**Goal**
Copy out every line in the rows below that contains the word "eroded", treating uppercase and lowercase as different.
%%
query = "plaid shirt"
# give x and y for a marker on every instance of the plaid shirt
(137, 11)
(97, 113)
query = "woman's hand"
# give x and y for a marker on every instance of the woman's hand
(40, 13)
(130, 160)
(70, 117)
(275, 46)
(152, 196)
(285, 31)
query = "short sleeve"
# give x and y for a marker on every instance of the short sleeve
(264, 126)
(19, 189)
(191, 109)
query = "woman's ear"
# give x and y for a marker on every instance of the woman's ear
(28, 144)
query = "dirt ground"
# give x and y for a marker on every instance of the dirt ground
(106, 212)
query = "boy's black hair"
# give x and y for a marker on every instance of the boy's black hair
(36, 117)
%%
%%
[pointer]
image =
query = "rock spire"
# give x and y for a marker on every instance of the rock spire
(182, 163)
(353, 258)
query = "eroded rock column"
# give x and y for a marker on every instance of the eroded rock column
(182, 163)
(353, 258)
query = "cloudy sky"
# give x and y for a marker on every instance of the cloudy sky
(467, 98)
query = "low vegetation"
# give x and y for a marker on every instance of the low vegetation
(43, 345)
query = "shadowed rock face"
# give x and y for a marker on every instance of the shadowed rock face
%%
**Answer to this problem**
query = "eroded rock column"
# give x and y for a marker on every instance of the eroded rock column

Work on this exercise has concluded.